----- DATA EXTRACT

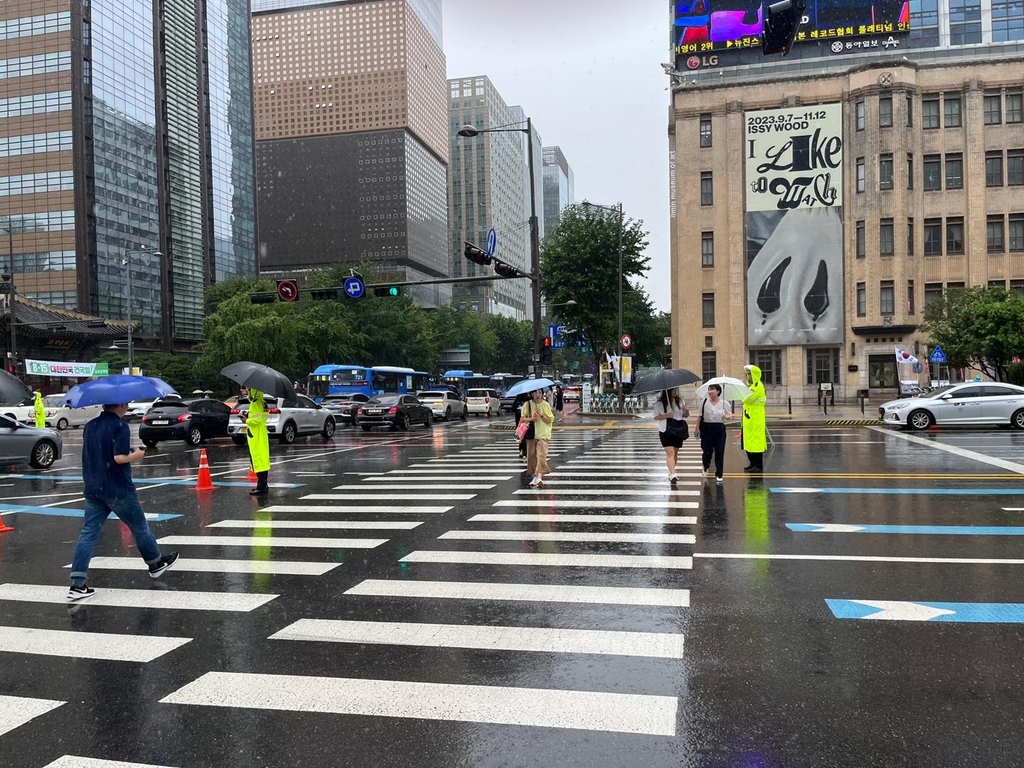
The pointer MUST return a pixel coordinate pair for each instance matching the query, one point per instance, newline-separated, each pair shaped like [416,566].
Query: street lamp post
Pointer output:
[469,131]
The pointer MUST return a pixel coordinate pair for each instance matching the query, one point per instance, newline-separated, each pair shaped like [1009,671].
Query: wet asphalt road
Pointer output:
[737,660]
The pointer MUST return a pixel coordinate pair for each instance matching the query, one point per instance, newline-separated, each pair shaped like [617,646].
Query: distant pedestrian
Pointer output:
[539,412]
[711,429]
[755,428]
[670,410]
[107,458]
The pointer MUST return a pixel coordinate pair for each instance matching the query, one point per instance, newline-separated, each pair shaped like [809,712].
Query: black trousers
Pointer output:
[713,443]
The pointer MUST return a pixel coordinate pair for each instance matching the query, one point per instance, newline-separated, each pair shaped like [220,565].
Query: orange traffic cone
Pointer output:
[204,481]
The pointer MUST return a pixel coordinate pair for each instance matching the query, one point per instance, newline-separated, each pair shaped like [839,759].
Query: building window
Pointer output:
[705,131]
[933,237]
[951,111]
[707,188]
[707,249]
[885,112]
[993,110]
[887,298]
[933,172]
[954,171]
[708,310]
[993,168]
[954,236]
[886,238]
[993,233]
[709,365]
[886,172]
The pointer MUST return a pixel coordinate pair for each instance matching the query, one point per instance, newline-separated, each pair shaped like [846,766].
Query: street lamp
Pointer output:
[619,341]
[469,131]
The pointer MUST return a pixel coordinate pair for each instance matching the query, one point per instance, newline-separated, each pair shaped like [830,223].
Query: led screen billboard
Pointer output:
[720,25]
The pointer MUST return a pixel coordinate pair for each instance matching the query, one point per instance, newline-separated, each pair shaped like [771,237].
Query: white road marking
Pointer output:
[548,559]
[568,536]
[241,602]
[544,640]
[16,711]
[110,647]
[545,708]
[548,593]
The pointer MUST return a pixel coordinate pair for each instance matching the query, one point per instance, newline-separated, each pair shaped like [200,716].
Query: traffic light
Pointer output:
[477,256]
[781,20]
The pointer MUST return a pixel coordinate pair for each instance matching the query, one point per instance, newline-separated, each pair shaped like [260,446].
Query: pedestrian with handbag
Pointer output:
[715,412]
[671,414]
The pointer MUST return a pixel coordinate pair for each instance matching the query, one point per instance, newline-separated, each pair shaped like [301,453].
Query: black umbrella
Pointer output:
[12,389]
[263,378]
[668,379]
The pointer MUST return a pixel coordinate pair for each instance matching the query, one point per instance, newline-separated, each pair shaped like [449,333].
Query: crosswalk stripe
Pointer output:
[585,504]
[542,639]
[16,711]
[101,645]
[360,509]
[241,602]
[320,524]
[568,536]
[598,519]
[389,497]
[623,713]
[548,593]
[199,565]
[74,761]
[546,558]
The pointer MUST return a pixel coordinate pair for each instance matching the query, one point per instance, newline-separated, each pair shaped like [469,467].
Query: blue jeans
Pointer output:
[130,512]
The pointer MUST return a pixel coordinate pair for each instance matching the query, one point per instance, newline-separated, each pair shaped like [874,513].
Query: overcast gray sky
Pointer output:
[588,72]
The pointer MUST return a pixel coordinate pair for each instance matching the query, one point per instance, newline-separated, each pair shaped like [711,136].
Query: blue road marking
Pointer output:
[928,611]
[813,527]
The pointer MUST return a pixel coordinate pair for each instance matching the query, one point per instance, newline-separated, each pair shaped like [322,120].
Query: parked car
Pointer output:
[974,402]
[343,406]
[443,403]
[395,411]
[192,421]
[482,401]
[287,420]
[22,444]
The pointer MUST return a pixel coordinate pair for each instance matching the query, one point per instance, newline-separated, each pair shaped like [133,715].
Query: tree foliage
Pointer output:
[978,328]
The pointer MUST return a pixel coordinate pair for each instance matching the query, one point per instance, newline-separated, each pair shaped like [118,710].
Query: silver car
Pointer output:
[972,402]
[24,444]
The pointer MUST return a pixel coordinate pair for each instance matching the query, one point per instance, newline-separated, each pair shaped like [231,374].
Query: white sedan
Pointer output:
[973,402]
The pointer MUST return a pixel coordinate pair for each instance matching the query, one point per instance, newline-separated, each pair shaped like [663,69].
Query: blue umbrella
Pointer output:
[112,390]
[528,385]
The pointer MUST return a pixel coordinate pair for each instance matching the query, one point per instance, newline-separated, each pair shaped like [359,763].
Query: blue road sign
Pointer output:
[354,288]
[899,610]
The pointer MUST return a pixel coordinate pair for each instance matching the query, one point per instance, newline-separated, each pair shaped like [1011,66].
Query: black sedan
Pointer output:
[393,411]
[192,421]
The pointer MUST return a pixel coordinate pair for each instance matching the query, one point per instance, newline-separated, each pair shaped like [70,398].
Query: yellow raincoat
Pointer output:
[259,440]
[755,428]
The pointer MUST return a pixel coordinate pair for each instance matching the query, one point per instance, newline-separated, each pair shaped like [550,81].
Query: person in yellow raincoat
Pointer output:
[259,440]
[755,428]
[40,411]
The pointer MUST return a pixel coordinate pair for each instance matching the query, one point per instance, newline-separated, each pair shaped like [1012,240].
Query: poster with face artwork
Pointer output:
[795,225]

----------

| WHAT YOU WILL DO |
Find "umbrella" in the data above. Report each line where it appears.

| WRITTEN RESPONSE |
Query: black umbrella
Query: blue umbrella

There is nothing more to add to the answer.